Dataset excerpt

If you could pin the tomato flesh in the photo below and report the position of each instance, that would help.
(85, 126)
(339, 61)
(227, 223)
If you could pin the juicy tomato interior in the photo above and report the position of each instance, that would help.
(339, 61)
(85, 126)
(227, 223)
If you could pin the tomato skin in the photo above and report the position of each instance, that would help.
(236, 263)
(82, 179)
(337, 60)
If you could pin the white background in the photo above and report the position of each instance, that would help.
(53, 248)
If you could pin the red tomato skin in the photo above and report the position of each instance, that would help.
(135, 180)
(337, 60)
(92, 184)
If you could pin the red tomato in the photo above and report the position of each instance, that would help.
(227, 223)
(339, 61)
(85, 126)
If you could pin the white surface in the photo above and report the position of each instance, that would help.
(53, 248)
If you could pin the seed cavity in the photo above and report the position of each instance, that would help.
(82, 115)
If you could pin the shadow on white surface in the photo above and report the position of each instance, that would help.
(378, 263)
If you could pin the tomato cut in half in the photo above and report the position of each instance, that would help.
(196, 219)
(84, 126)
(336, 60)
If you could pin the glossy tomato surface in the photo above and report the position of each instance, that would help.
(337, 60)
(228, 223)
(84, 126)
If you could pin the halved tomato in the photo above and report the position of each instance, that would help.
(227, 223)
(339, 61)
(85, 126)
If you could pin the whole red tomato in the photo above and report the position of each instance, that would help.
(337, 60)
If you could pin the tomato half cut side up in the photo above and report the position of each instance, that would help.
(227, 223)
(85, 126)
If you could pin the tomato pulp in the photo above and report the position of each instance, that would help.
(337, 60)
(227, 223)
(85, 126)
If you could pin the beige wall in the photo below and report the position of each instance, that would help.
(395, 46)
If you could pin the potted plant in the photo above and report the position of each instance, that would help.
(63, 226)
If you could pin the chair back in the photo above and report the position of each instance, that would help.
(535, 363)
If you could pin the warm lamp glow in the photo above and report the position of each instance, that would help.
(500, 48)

■ TASK OBJECTIVE: Rewrite the records with "pin" switched to "mark" everywhere, leaving everything else unchanged.

■ ANSWER TO THIS EXERCISE:
If you could mark the tomato flesh in the photo below and report the position of each instance, that would help.
(85, 126)
(339, 61)
(227, 223)
If you could mark the juicy tomato interior in the photo above and report the position of each instance, that would help.
(339, 61)
(85, 126)
(227, 223)
If you could mark the tomato skin in the photo above and report the position of each instance, that would help.
(236, 263)
(82, 179)
(337, 60)
If you could mark the white background in the photo above and report the position of each instance, that would help.
(53, 248)
If you could mark the red tomato skin in the photo above and report the position of each instance, that would help.
(135, 180)
(337, 60)
(92, 184)
If you could mark the red tomato in the photo above and report the position of each instance, that would help.
(227, 223)
(339, 61)
(85, 126)
If you could mark the white surface in the photo above and report the position of each instance, that would help.
(53, 248)
If you could mark the seed cavity in the photo above and report the position of each instance, that would help.
(82, 115)
If you could mark the shadow on white surface in the photo above and report the position of each instance, that would help.
(378, 263)
If you could mark the tomato cut in half in the photo above and report the position of each instance, that would help.
(196, 219)
(84, 126)
(336, 60)
If you could mark the glossy tomato surface in the photo above and report the position of each instance, that would help.
(337, 60)
(228, 223)
(84, 126)
If you could mark the halved tomato in the photo above and report the position of each instance, that would help.
(227, 223)
(339, 61)
(85, 126)
If you could mark the whole red tomato in the photo above and report the position of each instance, that would help.
(337, 60)
If you could mark the tomato half cut side up in the photo above and report the position of each instance, that would help.
(227, 223)
(85, 126)
If you could mark the tomato pulp in the photo above and report the position of each instance, that would help.
(337, 60)
(227, 223)
(85, 126)
If you could mark the beige wall in the photo below and report the position of each instance, that would help.
(395, 46)
If you could mark the potted plant in the photo above and report the position of each instance, that would help.
(63, 226)
If you could mark the chair back in the photo above and report the position of each instance, that would help.
(535, 363)
If you could mark the warm lamp glow in the photo above and report the position of each instance, that would help.
(500, 48)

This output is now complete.